TEXT:
Alderwoman Silverman added, “Look, while overall crime is down, youth crime is up and the age of the kids is younger. I do think that after the requisite hearings we will pass some sort of youth curfew ordinance, and that is no solution itself, but as an aspect of community policing, yes, it will help. I mean we have to make sure there’s no profiling, that it passes constitutional tests and also that it doesn’t make police officers baby-sit the kids, but, honestly, some parents do need serious help. You need to know your cops and the cops need to know the kids and their parents.”
Which brings us back to the stuffed animals. Almost every police cruiser has a bagful of stuffed animals to give to a child caught up, for example, in a domestic abuse situation or other violent crime. “I carried a hefty bag of them,” Badger explained, “since about 1990 when we began our partnership with Yale.” He was referring to one of the least known aspects of community policing, the Child Development Community Policing Program (and trauma clinic). CDCP has been operated, over the last sixteen years, by Yale’s School of Medicine Child Study Center at 53 College St., and represented at the West Rock open-house by Carolyn Sicher, director of the program (pictured here on the right, with Assistant Chief of Police Stephanie Redding).

[Records from a collection]
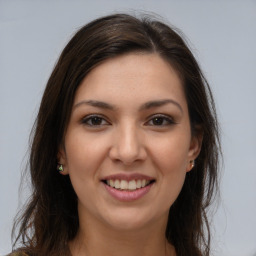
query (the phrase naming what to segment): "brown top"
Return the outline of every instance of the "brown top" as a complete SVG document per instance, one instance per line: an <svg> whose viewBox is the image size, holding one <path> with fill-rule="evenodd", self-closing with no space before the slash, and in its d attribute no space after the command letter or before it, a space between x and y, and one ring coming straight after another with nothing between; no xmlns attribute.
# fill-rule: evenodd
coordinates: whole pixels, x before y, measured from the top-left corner
<svg viewBox="0 0 256 256"><path fill-rule="evenodd" d="M25 252L12 252L6 256L29 256L29 255L26 254Z"/></svg>

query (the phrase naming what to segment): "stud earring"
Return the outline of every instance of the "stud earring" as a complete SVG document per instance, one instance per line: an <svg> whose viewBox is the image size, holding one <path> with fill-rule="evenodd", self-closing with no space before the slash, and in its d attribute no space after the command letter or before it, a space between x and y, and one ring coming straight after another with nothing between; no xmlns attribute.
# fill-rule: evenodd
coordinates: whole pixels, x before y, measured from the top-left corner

COMPLETE THE FOLLOWING:
A. List every person named in the text on community policing.
B. According to the text on community policing, why do police cruisers carry stuffed animals?
C. Repeat the part of the text on community policing from "Which brings us" to "Police Stephanie Redding).".

SOLUTIONS TO EACH TASK:
A. Alderwoman Silverman, Badger, Carolyn Sicher, Stephanie Redding

B. Almost every police cruiser carries a bagful of stuffed animals so officers can give them to a child caught up in a domestic abuse situation or another violent crime.

C.
Which brings us back to the stuffed animals. Almost every police cruiser has a bagful of stuffed animals to give to a child caught up, for example, in a domestic abuse situation or other violent crime. “I carried a hefty bag of them,” Badger explained, “since about 1990 when we began our partnership with Yale.” He was referring to one of the least known aspects of community policing, the Child Development Community Policing Program (and trauma clinic). CDCP has been operated, over the last sixteen years, by Yale’s School of Medicine Child Study Center at 53 College St., and represented at the West Rock open-house by Carolyn Sicher, director of the program (pictured here on the right, with Assistant Chief of Police Stephanie Redding).